# TASK DESCRIPTION
Reproduce everything in the excerpt on faith and patriotism from "with any power" down to "of authoritative administration.".

This faith has changed my estimate of what is right and important, and

wrong and despicable. What once seemed to me right and important—riches,

proprietary rights, the point of honor, the maintenance of personal

dignity and personal privileges—have now become to me wrong and

despicable. Labor for others, poverty, humility, the renunciation of

property and of personal privileges, have become in my eyes right and

important.

When, now, in a moment of forgetfulness, I yield to the impulse to

resort to violence, for the defence of my person or property, or of the

persons or property of others, I can no longer deliberately make use of

this snare for my own destruction and the destruction of others. I can

no longer acquire property. I can no longer resort to force in any form

for my own defence or the defence of another. I can no longer co-operate

with any power whose object is the defence of men and their property by

violence. I can no longer act in a judicial capacity, or clothe myself

with any authority, or take part in the exercise of any jurisdiction

whatever. I can no longer encourage others in the support of tribunals,

or in the exercise of authoritative administration.

Jesus has shown me that the fifth temptation that deprives me of

well-being, is the distinction that we make between compatriots and

foreigners. I must believe this; consequently, if, in a moment of

forgetfulness, I have a feeling of hostility toward a man of another

nationality, I am obliged, in moments of reflection, to regard this

feeling as wrong. I can no longer, as I did formerly, justify my

hostility by the superiority of my own people over others, or by the

ignorance, the cruelty, or the barbarism of another race. I can no

longer refrain from striving to be even more friendly with a foreigner

than with one of my own countrymen.

I know now that the distinction I once made between my own people and

those of other countries is destructive of my welfare; but, more than

this, I now know the snare that led me into this evil, and I can no

longer, as I did once, walk deliberately and calmly into this snare. I

know now that this snare consists in the erroneous belief that my

welfare is dependent only upon the welfare of my countrymen, and not

upon the welfare of all mankind. I know now that my fellowship with

others cannot be shut off by a frontier, or by a government decree which

decides that I belong to some particular political organization. I know

now that all men are everywhere brothers and equals. When I think now of

all the evil that I have done, that I have endured, and that I have seen

about me, arising from national enmities, I see clearly that it is all

due to that gross imposture called patriotism,—love for one’s native

land. When I think now of my education, I see how these hateful feelings

were grafted into my mind. I understand now the meaning of the words:—

“Love your enemies, and pray for them that persecute you; that ye may be

sons of your Father that is in heaven: for he maketh his sun to rise on

the evil and the good, and sendeth rain on the just and the unjust.”

Data entries:

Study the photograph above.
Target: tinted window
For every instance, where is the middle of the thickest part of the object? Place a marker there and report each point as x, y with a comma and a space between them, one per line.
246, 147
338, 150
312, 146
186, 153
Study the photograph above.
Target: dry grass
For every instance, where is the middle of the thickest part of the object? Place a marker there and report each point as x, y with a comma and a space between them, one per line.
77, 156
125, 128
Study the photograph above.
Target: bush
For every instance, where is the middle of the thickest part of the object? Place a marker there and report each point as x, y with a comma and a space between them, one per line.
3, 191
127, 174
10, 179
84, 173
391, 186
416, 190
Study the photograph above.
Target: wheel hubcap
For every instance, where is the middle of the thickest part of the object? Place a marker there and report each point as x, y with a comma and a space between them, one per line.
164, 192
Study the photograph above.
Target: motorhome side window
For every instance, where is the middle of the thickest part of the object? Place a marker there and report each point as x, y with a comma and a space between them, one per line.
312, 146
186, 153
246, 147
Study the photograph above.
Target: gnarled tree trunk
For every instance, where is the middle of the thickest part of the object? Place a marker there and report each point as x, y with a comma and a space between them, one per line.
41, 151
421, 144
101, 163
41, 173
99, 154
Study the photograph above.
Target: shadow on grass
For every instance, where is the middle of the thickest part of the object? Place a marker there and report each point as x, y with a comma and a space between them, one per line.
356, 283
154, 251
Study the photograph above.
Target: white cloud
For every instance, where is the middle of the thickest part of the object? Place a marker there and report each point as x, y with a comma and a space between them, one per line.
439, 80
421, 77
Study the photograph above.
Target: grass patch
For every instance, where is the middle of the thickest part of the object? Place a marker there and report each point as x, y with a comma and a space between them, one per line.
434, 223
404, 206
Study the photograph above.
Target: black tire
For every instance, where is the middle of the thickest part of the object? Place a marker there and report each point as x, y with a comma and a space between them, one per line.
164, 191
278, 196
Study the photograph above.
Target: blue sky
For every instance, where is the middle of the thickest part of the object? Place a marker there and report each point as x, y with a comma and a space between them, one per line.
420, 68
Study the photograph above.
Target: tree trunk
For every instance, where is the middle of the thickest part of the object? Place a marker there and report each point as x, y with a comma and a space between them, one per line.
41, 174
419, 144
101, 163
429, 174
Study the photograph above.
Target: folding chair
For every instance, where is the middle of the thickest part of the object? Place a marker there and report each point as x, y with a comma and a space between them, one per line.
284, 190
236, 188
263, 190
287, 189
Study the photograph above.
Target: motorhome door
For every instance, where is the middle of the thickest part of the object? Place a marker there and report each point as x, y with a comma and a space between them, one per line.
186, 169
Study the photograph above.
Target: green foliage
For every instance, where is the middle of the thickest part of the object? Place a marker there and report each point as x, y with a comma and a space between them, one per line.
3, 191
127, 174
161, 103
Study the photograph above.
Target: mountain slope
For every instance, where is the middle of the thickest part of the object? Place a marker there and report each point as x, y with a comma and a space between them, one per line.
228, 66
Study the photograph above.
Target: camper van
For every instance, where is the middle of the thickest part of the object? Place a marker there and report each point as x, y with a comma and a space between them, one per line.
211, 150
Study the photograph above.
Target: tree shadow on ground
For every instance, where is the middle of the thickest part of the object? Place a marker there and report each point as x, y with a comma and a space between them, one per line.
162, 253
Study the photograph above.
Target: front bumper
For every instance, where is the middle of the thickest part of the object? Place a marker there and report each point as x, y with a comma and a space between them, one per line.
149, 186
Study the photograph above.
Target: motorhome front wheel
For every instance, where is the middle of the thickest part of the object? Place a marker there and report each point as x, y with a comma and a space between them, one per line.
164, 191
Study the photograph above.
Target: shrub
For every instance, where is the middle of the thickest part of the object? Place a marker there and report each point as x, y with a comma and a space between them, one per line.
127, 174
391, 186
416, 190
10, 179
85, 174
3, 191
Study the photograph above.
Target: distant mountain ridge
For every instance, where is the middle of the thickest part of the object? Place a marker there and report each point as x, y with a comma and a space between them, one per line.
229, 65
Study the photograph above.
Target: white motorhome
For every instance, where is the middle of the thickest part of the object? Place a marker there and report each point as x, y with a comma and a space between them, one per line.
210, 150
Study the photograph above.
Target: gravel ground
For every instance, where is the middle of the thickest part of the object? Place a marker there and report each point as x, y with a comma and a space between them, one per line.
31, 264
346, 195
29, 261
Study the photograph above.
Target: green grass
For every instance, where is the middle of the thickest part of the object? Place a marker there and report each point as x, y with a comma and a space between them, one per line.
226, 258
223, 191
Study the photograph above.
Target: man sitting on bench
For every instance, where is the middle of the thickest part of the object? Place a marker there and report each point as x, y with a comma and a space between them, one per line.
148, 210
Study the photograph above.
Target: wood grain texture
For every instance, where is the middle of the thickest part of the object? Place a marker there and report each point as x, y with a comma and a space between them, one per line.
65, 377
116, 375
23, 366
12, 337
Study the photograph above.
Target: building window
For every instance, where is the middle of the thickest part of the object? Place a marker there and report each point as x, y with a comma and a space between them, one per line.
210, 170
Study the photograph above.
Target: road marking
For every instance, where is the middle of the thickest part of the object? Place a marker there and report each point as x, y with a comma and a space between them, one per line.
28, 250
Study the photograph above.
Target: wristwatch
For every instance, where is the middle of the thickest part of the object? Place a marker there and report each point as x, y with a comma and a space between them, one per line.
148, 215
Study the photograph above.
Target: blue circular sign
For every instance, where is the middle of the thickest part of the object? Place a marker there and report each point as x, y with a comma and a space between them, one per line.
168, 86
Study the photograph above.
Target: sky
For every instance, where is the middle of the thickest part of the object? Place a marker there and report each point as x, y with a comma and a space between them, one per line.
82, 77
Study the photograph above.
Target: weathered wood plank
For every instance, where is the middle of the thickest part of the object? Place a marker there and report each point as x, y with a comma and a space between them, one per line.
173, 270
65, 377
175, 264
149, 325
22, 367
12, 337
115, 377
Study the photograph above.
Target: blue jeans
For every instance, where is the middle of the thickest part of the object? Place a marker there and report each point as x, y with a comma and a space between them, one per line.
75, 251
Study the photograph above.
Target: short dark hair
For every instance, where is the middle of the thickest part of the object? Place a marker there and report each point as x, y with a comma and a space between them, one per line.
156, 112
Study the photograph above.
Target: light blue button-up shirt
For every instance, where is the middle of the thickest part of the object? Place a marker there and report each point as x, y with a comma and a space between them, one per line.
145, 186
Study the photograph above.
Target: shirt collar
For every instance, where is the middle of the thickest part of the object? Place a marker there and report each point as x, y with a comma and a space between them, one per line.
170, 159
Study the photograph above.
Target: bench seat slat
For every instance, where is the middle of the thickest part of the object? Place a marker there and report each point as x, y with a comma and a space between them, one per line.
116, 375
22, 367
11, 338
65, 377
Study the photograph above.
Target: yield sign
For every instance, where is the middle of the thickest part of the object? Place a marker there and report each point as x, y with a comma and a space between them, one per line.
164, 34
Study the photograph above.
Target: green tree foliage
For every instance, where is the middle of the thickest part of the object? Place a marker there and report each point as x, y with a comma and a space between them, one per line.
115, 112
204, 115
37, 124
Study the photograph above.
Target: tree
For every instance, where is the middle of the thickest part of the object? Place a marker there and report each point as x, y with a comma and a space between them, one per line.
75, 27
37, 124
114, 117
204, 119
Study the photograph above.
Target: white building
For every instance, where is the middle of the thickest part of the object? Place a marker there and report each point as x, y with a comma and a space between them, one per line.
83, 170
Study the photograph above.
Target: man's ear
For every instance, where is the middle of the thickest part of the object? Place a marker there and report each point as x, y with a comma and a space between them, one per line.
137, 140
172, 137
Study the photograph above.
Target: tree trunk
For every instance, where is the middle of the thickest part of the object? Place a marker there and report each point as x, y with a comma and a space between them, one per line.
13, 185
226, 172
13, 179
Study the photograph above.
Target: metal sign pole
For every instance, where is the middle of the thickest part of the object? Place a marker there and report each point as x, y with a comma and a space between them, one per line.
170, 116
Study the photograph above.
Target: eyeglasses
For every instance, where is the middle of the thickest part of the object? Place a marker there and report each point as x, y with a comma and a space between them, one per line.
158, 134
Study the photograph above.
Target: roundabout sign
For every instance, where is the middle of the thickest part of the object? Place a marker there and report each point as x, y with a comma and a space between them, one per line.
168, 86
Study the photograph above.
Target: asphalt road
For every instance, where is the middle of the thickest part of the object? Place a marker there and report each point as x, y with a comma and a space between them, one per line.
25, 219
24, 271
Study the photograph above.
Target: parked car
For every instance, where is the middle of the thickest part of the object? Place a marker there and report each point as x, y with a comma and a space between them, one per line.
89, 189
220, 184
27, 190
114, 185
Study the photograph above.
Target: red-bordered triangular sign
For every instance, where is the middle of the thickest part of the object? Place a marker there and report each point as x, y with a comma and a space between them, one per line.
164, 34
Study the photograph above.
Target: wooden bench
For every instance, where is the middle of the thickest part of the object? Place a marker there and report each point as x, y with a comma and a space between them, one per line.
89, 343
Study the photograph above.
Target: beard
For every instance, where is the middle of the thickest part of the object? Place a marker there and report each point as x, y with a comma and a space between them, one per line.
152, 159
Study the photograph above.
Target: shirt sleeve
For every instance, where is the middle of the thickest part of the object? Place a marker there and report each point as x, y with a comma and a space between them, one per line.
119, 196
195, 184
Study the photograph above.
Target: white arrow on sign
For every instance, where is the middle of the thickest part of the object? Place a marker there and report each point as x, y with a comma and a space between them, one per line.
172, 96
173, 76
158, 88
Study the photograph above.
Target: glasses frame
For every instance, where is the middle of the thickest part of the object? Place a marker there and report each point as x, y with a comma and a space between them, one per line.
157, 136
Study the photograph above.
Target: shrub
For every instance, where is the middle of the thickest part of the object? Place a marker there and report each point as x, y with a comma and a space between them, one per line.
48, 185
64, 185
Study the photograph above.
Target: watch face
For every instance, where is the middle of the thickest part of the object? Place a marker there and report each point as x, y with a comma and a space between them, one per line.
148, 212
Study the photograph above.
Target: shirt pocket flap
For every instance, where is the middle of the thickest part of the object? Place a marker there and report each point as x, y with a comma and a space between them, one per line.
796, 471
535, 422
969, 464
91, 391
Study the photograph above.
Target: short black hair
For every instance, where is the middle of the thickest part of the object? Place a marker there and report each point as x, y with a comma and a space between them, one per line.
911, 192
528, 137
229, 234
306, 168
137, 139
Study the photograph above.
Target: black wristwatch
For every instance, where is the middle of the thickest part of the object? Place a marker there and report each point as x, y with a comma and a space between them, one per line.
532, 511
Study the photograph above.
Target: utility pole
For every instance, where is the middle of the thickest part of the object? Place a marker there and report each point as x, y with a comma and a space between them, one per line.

# ANSWER IN FULL
with any power whose object is the defence of men and their property by

violence. I can no longer act in a judicial capacity, or clothe myself

with any authority, or take part in the exercise of any jurisdiction

whatever. I can no longer encourage others in the support of tribunals,

or in the exercise of authoritative administration.